[Record excerpts]
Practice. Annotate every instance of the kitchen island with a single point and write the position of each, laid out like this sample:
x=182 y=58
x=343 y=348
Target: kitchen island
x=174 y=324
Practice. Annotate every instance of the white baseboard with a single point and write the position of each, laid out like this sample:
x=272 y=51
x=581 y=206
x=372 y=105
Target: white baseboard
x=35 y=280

* * *

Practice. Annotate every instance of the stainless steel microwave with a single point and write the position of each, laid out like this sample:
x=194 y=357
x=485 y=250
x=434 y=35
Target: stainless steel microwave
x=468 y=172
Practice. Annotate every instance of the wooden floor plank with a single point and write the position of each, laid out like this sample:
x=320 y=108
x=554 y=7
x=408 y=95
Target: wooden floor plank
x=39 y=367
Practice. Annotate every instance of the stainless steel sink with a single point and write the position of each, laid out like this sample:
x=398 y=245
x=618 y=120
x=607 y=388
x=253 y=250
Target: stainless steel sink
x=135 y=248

---

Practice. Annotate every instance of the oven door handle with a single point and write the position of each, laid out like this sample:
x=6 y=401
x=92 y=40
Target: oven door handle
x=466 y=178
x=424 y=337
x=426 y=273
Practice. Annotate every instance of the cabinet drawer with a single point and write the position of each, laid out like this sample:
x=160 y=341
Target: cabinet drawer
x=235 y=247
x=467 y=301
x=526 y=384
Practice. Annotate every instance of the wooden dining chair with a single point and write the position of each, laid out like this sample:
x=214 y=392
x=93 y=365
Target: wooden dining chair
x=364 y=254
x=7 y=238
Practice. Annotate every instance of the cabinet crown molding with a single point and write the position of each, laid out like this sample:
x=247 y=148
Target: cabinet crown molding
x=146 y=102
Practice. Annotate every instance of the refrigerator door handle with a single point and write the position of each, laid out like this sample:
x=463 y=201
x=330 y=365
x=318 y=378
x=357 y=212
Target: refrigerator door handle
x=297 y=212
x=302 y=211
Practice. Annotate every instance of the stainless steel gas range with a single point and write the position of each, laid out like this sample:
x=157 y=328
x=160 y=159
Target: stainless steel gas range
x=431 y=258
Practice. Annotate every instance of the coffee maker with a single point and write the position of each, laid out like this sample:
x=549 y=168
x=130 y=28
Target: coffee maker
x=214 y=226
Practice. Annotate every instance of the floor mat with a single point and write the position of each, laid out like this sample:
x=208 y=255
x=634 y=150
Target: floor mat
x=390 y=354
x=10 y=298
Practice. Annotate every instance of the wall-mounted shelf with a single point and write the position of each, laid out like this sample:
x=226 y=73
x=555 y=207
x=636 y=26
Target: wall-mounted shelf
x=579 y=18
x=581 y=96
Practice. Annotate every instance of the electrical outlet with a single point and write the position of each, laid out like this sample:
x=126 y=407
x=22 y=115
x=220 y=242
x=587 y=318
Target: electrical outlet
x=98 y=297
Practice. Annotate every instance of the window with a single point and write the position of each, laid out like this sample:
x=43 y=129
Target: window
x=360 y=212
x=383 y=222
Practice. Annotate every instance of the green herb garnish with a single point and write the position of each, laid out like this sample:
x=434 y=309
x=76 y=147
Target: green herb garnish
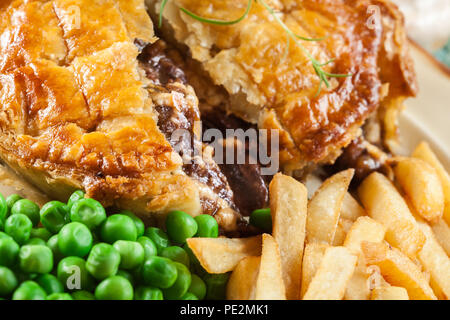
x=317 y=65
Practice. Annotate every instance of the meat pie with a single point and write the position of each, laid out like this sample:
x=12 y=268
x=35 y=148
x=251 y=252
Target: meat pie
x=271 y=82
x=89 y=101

[What you need to do]
Above are the records; from them, give again exactly the lines from the one containing "x=330 y=365" to the one containing "x=126 y=407", both lines included, and nothing more.

[Task result]
x=330 y=365
x=318 y=378
x=357 y=212
Target: refrigerator door handle
x=297 y=212
x=302 y=211
Practice. Annotate every instance of the stainless steel gas range with a single point and write the position of each, laid out like this sample:
x=157 y=328
x=160 y=159
Target: stainless steel gas range
x=431 y=258
Practice. Annotate every instance of the coffee maker with a single point and write the position of each, laid out like this sample:
x=549 y=168
x=130 y=28
Target: coffee maker
x=214 y=226
Practice. Annotate every instance of the floor mat with a single point and write the position of each, laid out like this sample:
x=208 y=255
x=634 y=150
Target: floor mat
x=390 y=354
x=10 y=298
Practice. Annotate every instance of the wall-mounted shelf with a single point and write the position of each, laid out like this sample:
x=226 y=73
x=555 y=207
x=636 y=26
Target: wall-mounted shelf
x=579 y=18
x=581 y=96
Practice. Annotate every instance of the electrical outlet with a single point and write the position of each, laid out like this sample:
x=126 y=407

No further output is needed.